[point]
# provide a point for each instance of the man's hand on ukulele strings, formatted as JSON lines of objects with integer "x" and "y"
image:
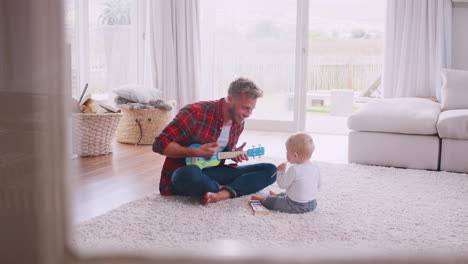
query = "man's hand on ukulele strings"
{"x": 208, "y": 150}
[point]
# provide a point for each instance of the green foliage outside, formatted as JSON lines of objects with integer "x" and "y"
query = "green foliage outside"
{"x": 115, "y": 12}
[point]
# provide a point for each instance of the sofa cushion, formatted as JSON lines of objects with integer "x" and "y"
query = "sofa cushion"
{"x": 397, "y": 115}
{"x": 454, "y": 92}
{"x": 453, "y": 124}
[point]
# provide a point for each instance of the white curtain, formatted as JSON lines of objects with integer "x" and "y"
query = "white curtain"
{"x": 417, "y": 46}
{"x": 173, "y": 43}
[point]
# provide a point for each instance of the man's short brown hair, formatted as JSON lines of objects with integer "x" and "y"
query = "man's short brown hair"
{"x": 242, "y": 86}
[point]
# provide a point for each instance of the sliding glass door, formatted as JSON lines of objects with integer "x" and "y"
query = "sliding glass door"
{"x": 260, "y": 40}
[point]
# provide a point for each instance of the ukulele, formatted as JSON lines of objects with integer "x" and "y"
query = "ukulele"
{"x": 216, "y": 159}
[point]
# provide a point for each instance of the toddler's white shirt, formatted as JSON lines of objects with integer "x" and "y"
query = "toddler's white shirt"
{"x": 301, "y": 181}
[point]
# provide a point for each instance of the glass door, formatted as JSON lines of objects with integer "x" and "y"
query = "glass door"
{"x": 259, "y": 40}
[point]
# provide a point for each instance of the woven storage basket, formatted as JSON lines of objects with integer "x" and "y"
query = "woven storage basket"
{"x": 93, "y": 133}
{"x": 142, "y": 126}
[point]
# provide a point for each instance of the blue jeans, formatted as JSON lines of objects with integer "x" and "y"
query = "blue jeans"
{"x": 190, "y": 180}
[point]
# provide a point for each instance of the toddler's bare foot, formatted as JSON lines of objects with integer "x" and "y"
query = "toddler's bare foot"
{"x": 254, "y": 197}
{"x": 210, "y": 197}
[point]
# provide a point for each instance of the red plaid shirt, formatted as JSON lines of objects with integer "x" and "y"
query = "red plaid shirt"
{"x": 200, "y": 123}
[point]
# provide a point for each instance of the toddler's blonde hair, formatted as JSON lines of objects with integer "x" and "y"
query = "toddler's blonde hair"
{"x": 302, "y": 144}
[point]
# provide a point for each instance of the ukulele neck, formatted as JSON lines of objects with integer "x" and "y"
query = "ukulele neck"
{"x": 229, "y": 154}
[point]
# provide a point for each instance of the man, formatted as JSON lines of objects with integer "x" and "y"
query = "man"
{"x": 214, "y": 125}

§ §

Transcribe the material exactly, keeping every word and none of the pictures.

● **EXERCISE OUTPUT**:
[point]
# provide a point for each instance of the man's hand on ukulele strings, formatted as JSON lines of objects with integer "x" and "y"
image:
query = "man's hand on ukulele strings"
{"x": 208, "y": 150}
[point]
# provide a point for each instance of the green foliage outside, formatted as JSON lines of objects with integer "x" and "y"
query = "green foliage outside"
{"x": 115, "y": 12}
[point]
# provide a point for each instance of the sofa cushion, formatted as JSON lines of objects with integer "x" and "y"
query = "sofa cushion"
{"x": 397, "y": 115}
{"x": 454, "y": 92}
{"x": 453, "y": 124}
[point]
# provide a point for each instance of the white curtain, formatted as JSON lines of objects with integer "x" and "y"
query = "white curtain"
{"x": 417, "y": 46}
{"x": 173, "y": 43}
[point]
# provide a point for each instance of the man's short brown hair, formatted as JSON lines of objects with integer "x" and "y"
query = "man's short brown hair"
{"x": 242, "y": 86}
[point]
# provide a point for each instance of the sliding glass door, formatted as JSON lines of objects with integer "x" and "y"
query = "sliding glass door"
{"x": 260, "y": 40}
[point]
# provide a point for each instance of the ukulele, formatted as JSON lines of objects with integer "x" and "y"
query = "ukulele"
{"x": 216, "y": 159}
[point]
# provide a point for each instance of the toddler's white shirt, formatted as JSON lines of objects with integer "x" and "y"
query = "toddler's white shirt"
{"x": 301, "y": 181}
[point]
# provide a point for each instance of the glass door, formatted as JSON lines of objects with integer "x" and "y"
query = "glass door"
{"x": 259, "y": 40}
[point]
# provide a point for each instance of the woven storage basket, formatted as JSON lines of objects with integer "x" and "y"
query = "woven storage basket"
{"x": 93, "y": 133}
{"x": 142, "y": 126}
[point]
# provide a point for each instance of the blue jeans, formatted as JSON lines of objects with integer "x" and "y"
query = "blue jeans"
{"x": 190, "y": 180}
[point]
# provide a point for each instance of the toddler's bare foot, formatted as JSON lines of objects with integer "x" and "y"
query = "toddler's bare foot"
{"x": 254, "y": 197}
{"x": 210, "y": 197}
[point]
# provide a point for each instance of the red plaid shirt, formatted as JSON lines of objects with integer "x" and "y"
query = "red plaid shirt"
{"x": 200, "y": 123}
[point]
# provide a point for each instance of the toddler's blonde hair, formatted as JSON lines of objects with integer "x" and "y"
query = "toddler's blonde hair"
{"x": 302, "y": 144}
[point]
# provide a point for each instance of the ukulele neck, formatted as JSON lines of objects with integer "x" and "y"
query = "ukulele neck"
{"x": 229, "y": 154}
[point]
# provide a point for each instance of the man, formatted as JSON lines of objects with integer "x" and "y"
query = "man"
{"x": 214, "y": 125}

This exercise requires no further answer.